Given request: Return every line of the material below without changing anything.

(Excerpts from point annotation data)
================================
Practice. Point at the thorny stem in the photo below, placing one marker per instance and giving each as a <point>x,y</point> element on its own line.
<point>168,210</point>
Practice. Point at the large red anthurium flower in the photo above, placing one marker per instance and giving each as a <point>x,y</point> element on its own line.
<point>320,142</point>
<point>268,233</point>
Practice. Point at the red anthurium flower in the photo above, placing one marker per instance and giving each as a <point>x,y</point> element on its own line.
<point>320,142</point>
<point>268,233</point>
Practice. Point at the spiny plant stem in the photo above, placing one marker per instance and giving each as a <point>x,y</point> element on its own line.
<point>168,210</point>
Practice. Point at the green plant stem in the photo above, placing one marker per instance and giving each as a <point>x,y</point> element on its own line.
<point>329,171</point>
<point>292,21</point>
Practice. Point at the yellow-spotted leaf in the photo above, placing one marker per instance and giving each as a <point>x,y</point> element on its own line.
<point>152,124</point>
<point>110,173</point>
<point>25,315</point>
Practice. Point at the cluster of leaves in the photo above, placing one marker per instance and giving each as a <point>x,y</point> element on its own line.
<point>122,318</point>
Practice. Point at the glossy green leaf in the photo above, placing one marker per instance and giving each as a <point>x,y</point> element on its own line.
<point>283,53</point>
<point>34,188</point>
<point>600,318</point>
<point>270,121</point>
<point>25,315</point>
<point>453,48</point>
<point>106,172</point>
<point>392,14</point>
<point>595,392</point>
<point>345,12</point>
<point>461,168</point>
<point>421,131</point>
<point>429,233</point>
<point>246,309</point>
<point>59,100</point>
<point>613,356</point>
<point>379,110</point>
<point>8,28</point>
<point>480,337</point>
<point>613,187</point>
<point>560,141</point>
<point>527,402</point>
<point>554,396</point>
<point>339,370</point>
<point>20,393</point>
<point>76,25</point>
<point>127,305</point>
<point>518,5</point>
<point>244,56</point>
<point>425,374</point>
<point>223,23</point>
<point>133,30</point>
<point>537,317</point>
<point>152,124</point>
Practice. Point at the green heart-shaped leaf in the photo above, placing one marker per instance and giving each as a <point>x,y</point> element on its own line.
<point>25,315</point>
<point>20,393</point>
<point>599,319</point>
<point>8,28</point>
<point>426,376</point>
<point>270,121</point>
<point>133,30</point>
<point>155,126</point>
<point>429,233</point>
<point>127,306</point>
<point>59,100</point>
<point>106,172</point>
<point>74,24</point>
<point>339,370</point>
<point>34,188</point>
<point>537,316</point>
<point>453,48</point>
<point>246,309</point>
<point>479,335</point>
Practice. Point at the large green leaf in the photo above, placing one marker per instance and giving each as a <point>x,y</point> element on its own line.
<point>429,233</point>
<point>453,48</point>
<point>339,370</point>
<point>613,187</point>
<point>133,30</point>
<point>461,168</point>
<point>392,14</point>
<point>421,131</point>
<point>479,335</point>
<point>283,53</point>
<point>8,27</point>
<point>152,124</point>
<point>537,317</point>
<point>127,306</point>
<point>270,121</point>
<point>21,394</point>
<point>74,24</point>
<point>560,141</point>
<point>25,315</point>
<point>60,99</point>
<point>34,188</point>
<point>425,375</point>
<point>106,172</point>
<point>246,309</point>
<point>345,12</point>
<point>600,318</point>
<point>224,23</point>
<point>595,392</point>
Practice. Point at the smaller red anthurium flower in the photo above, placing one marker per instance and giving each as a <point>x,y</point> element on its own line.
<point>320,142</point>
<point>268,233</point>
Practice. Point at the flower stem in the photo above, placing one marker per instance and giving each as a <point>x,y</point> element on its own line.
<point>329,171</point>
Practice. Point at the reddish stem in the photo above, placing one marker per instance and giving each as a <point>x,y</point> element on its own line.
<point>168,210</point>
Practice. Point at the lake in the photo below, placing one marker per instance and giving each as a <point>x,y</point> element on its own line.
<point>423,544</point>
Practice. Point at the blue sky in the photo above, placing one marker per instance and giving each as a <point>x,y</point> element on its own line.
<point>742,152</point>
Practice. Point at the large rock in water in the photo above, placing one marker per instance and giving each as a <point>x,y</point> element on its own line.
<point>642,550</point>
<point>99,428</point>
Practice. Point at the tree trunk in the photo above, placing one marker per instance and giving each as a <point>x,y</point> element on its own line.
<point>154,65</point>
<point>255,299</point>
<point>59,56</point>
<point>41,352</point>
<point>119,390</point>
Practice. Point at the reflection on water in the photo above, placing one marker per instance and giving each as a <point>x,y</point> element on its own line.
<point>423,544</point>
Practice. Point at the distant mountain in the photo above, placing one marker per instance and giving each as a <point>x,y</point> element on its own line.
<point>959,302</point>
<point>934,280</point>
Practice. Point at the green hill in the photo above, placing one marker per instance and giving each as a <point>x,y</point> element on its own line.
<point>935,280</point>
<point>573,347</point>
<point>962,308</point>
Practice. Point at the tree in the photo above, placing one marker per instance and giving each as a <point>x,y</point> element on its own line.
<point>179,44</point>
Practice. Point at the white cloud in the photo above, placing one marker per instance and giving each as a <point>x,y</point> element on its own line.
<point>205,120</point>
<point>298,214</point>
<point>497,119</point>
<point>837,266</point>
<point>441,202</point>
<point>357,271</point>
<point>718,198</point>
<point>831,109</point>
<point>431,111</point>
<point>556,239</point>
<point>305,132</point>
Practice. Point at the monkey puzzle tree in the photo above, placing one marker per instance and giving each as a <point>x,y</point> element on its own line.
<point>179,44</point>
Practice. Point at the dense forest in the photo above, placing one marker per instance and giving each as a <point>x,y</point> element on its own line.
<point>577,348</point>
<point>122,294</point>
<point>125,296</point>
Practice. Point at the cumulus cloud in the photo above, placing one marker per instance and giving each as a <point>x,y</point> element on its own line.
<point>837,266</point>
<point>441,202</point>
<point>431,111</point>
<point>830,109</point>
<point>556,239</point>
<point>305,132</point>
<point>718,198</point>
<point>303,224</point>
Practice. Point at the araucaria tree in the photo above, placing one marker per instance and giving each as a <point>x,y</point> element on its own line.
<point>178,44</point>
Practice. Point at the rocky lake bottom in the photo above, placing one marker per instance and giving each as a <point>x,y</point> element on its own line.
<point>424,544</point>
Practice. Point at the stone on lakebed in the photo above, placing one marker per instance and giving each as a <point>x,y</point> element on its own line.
================================
Written solution:
Practice. Point at the thorny stem in the photo below, placing one marker per instance and giving each as a <point>x,y</point> element on its own line.
<point>168,210</point>
Practice. Point at the large red anthurium flower in the photo above, placing one marker per instance and giving each as a <point>x,y</point> element on its own line.
<point>320,142</point>
<point>268,233</point>
Practice. Point at the red anthurium flower in the photo above, placing one marker per instance and giving each as a <point>x,y</point> element on its own line.
<point>320,142</point>
<point>268,233</point>
Practice. Point at the spiny plant stem in the photo above, placing one marker per instance and giving each as a <point>x,y</point> element on its own line.
<point>168,210</point>
Practice. Point at the green plant stem in the photo above, placing one marker per instance and giving each as a <point>x,y</point> element on its own line.
<point>329,171</point>
<point>292,21</point>
Practice. Point at the yellow-spotted leaf in the photo above, placing one marker per instance and giving each as a <point>x,y</point> element on its own line.
<point>152,124</point>
<point>110,173</point>
<point>25,315</point>
Practice. Point at the cluster of leaves in the photo above, placing one marker per instance and giving each as a <point>x,y</point> element on its own line.
<point>122,318</point>
Practice. Point at the glossy green leaf in the photo above, placing one marker per instance and giving each as a <point>x,y</point> element on its own line.
<point>283,53</point>
<point>34,188</point>
<point>600,318</point>
<point>270,121</point>
<point>25,315</point>
<point>453,48</point>
<point>106,172</point>
<point>392,14</point>
<point>595,392</point>
<point>345,12</point>
<point>461,168</point>
<point>421,131</point>
<point>429,233</point>
<point>246,309</point>
<point>59,100</point>
<point>613,356</point>
<point>379,110</point>
<point>8,28</point>
<point>480,337</point>
<point>613,187</point>
<point>560,141</point>
<point>527,402</point>
<point>554,396</point>
<point>339,370</point>
<point>20,393</point>
<point>76,25</point>
<point>127,305</point>
<point>518,5</point>
<point>244,56</point>
<point>425,374</point>
<point>223,23</point>
<point>133,30</point>
<point>537,317</point>
<point>152,124</point>
Practice. Point at the green heart-shaped leaf in the photo above, placing one marker per instance and giving each as a <point>x,y</point> element on its own line.
<point>25,315</point>
<point>20,393</point>
<point>599,319</point>
<point>8,28</point>
<point>426,376</point>
<point>270,121</point>
<point>133,30</point>
<point>155,126</point>
<point>429,233</point>
<point>127,306</point>
<point>59,100</point>
<point>106,172</point>
<point>74,24</point>
<point>339,370</point>
<point>34,188</point>
<point>537,316</point>
<point>453,48</point>
<point>246,309</point>
<point>479,335</point>
Practice. Point at the large green leaf in the photo above, placing one marker per instance and giving each as a <point>x,y</point> element on its own line.
<point>429,233</point>
<point>453,48</point>
<point>339,370</point>
<point>613,187</point>
<point>133,30</point>
<point>461,168</point>
<point>392,14</point>
<point>421,131</point>
<point>479,335</point>
<point>283,53</point>
<point>8,27</point>
<point>152,124</point>
<point>537,317</point>
<point>127,306</point>
<point>270,121</point>
<point>21,394</point>
<point>74,24</point>
<point>560,141</point>
<point>25,315</point>
<point>60,99</point>
<point>34,188</point>
<point>425,375</point>
<point>106,172</point>
<point>246,309</point>
<point>345,12</point>
<point>600,318</point>
<point>224,23</point>
<point>595,392</point>
Practice. Point at the smaller red anthurium flower in the photo above, placing one marker per instance and giving each as a <point>x,y</point> element on its own line.
<point>320,142</point>
<point>268,233</point>
Practice. Point at the flower stem in the photo above, placing one marker per instance and giving each as a <point>x,y</point> element on its own line.
<point>329,171</point>
Practice. Point at the reddish stem in the photo above, placing one marker per instance and giving each as a <point>x,y</point> element on its own line.
<point>168,210</point>
Practice. Point at the lake in the photo below, placing one marker per instance and giving each as a <point>x,y</point> element on its own line.
<point>423,544</point>
Practice. Point at the blue sky in the photo above, placing one marker per instance and giving each as a <point>x,y</point> element on its own line.
<point>742,152</point>
Practice. Point at the large rock in water in the photo above, placing one marker per instance and giving each as a <point>x,y</point> element on its own line.
<point>642,550</point>
<point>99,428</point>
Practice. Point at the tree trunk in the photo above, placing one marker per instance and giving each as a <point>x,y</point> element on its own line.
<point>154,65</point>
<point>255,299</point>
<point>59,56</point>
<point>41,352</point>
<point>119,390</point>
Practice. Point at the reflection on water in the photo above, placing one marker per instance and giving each as a <point>x,y</point> element on its own line.
<point>423,544</point>
Practice. Point at the distant mountain in the photo above, placing one marker per instance and giving each as a <point>x,y</point> element on its own line.
<point>959,302</point>
<point>934,280</point>
Practice. Point at the green hill in the photo above, placing one marker per instance and giving each as a <point>x,y</point> element on its own line.
<point>935,280</point>
<point>573,347</point>
<point>962,308</point>
Practice. Point at the tree in the photo above, placing one marker per instance and giving each as a <point>x,y</point> element on its own line.
<point>179,44</point>
Practice. Point at the white cloud in the photo above, placing one marker per instance and giving each as a <point>x,y</point> element on its own line.
<point>205,120</point>
<point>298,214</point>
<point>497,119</point>
<point>837,266</point>
<point>441,202</point>
<point>357,271</point>
<point>718,198</point>
<point>831,109</point>
<point>431,111</point>
<point>556,239</point>
<point>305,132</point>
Practice. Point at the monkey puzzle tree in the photo above, placing one marker per instance and giving each as a <point>x,y</point> element on its own line.
<point>179,44</point>
Practice. Point at the dense forest in the photo above, placing one marker per instance and giving each as a <point>x,y</point> element on its own line.
<point>577,348</point>
<point>122,294</point>
<point>125,296</point>
Practice. Point at the cumulus cloud in the photo above, placing one marker per instance and giving each as a <point>x,y</point> element on its own line.
<point>837,266</point>
<point>441,202</point>
<point>431,111</point>
<point>830,109</point>
<point>556,239</point>
<point>305,132</point>
<point>718,198</point>
<point>303,224</point>
Practice. Point at the araucaria tree in the photo above, placing one marker per instance and giving each as a <point>x,y</point> element on its own line.
<point>178,44</point>
Practice. Point at the rocky lake bottom in the photo above, placing one marker per instance and giving each as a <point>x,y</point> element on its own line.
<point>424,544</point>
Practice. Point at the stone on lakebed in the photo above, placing one marker per instance and giving each as a <point>x,y</point> element on its own line.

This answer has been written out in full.